## Exercise tasks
1: From the Luxembourg history text, reproduce the passage between "The first known" and "Early Middle Ages.", inclusive.
2: Answer these from the Luxembourg history text:
(a) In what year did Count Siegfried buy land from Abbot Wikerus of Saint Maximin's?
(b) Under which treaty of 880 did the territory fall to East Francia?
(c) Which Holy Roman Emperor formed the Seventeen Provinces into an integral union?

## Document extract
╔══
The Duchy of Luxemburg (; ; ; ) was a state of the Holy Roman Empire, the ancestral homeland of the noble House of Luxembourg. The House of Luxembourg, now Duke of Limburg, became one of the most important political forces in the 14th century, competing against the House of Habsburg for supremacy in Central Europe. They would be the heirs to the Přemyslid dynasty in the Kingdom of Bohemia, succeeding the Kingdom of Hungary and contributing four Holy Roman Emperors until their own line of male heirs came to an end and the House of Habsburg got the pieces that the two Houses had originally agreed upon in the Treaty of Brünn in 1364.

In 1443, the duchy passed to Duke Philip the Good of Burgundy of the French House of Valois, and, in 1477, by marriage to Archduke Maximilian I of Austria of the House of Habsburg. The Seventeen Provinces of the former Burgundian Netherlands were formed into an integral union by Holy Roman Emperor Charles V in the Pragmatic Sanction of 1549. In 1795, French revolutionaries ended this situation.

Pre-Duchy

The first known reference to the territory was made by Julius Caesar in his Commentaries on the Gallic War. The historical region of Luxembourg belonged to the Roman province of Belgica Prima. After the invasion of the Germanic tribes from the East, Luxembourg became part of the Frankish Empire. By the 843 Treaty of Verdun, it became part of the Lotharingian province of Middle Francia. According to the Treaty of Ribemont in 880, it had finally fallen to East Francia.

Modern historians explain the etymology of the word Luxembourg as coming from the word Letze, meaning fortification, which might have referred to either the remains of a Roman watchtower or a primitive refuge of the Early Middle Ages.

Proto-Duchy (963–1353)

By the 959 partition of Lotharingia, the Luxembourg region had passed to Duke Frederick I of Upper Lorraine of the House of Ardenne–Bar, a son of Count Palatine Wigeric of Lotharingia. In 963, Count Siegfried, probably a younger brother of Duke Frederick I, purchased some land from Abbot Wikerus of Saint Maximin's in Trier. This land was centered on a ruined (supposedly Roman) fort by the Old High German name of Lucilinburhuc (commonly translated as "little castle"). In the following years, Count Siegfried had a new castle built on the site of these ruins, on a rock that would later be called Bock Fiels. This castle dominated a stretch of the old Roman road linking Reims, Arlon, and Trier, and opened some prospects for trade and taxation. Despite this new construction, it seems that Siegfried and his immediate successors did not make the castle their primary residence. The history of Luxembourg proper began with the construction of this castle.
╚══
## Record list
╔══
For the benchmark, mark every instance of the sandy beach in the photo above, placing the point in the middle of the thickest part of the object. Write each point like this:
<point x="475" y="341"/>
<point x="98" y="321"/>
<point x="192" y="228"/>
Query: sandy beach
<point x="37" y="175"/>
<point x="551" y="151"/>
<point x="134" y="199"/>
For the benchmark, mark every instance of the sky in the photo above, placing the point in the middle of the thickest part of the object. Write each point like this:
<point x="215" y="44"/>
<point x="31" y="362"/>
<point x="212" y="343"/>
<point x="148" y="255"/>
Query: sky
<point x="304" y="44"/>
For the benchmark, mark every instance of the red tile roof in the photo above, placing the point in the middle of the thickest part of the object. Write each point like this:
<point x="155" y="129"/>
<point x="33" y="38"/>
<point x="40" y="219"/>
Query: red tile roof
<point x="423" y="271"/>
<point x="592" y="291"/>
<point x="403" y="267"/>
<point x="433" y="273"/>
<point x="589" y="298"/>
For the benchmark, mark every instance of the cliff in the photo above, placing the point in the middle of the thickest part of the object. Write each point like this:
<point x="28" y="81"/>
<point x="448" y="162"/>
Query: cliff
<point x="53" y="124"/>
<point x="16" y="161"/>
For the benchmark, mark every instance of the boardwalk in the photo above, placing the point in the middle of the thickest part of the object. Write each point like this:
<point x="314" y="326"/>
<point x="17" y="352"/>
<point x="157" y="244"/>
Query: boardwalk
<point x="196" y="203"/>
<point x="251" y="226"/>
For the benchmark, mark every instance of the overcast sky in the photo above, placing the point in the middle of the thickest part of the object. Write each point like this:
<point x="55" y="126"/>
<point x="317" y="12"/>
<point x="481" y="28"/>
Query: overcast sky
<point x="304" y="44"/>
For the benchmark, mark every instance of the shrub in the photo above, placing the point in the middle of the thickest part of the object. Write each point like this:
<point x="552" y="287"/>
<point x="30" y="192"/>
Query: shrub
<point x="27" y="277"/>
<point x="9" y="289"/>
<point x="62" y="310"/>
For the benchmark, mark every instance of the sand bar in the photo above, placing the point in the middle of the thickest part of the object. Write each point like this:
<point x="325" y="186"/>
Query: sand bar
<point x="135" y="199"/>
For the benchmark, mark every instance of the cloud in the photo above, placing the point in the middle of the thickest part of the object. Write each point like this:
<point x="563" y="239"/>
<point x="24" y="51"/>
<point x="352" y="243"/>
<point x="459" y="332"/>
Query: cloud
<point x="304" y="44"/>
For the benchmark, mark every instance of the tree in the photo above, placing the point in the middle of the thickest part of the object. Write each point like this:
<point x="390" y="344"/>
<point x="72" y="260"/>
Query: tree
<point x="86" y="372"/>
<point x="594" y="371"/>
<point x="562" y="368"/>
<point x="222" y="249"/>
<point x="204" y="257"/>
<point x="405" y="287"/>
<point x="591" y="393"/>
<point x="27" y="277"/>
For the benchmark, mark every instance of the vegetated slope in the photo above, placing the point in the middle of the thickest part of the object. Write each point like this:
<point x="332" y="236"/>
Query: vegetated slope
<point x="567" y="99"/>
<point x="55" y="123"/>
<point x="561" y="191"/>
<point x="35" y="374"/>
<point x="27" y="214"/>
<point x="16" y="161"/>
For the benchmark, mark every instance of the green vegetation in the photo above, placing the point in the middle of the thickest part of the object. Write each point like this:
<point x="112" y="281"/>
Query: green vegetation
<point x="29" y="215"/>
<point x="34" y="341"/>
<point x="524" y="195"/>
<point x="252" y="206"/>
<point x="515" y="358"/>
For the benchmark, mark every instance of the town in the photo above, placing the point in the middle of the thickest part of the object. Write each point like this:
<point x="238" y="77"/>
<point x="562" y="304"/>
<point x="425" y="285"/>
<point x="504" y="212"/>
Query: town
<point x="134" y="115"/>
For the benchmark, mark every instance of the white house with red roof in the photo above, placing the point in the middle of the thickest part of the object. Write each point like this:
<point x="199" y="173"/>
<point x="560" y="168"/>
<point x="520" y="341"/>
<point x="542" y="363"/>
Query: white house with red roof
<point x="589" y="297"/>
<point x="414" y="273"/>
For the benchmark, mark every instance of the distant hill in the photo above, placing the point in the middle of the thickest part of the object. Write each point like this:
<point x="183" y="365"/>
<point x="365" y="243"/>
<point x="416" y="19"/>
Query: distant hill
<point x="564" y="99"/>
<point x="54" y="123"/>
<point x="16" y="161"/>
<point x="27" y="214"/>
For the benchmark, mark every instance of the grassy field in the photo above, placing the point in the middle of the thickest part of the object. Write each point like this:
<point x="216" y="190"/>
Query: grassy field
╚══
## Task-by-task results
1:
The first known reference to the territory was made by Julius Caesar in his Commentaries on the Gallic War. The historical region of Luxembourg belonged to the Roman province of Belgica Prima. After the invasion of the Germanic tribes from the East, Luxembourg became part of the Frankish Empire. By the 843 Treaty of Verdun, it became part of the Lotharingian province of Middle Francia. According to the Treaty of Ribemont in 880, it had finally fallen to East Francia.

Modern historians explain the etymology of the word Luxembourg as coming from the word Letze, meaning fortification, which might have referred to either the remains of a Roman watchtower or a primitive refuge of the Early Middle Ages.

2:
(a) 963
(b) The Treaty of Ribemont
(c) Charles V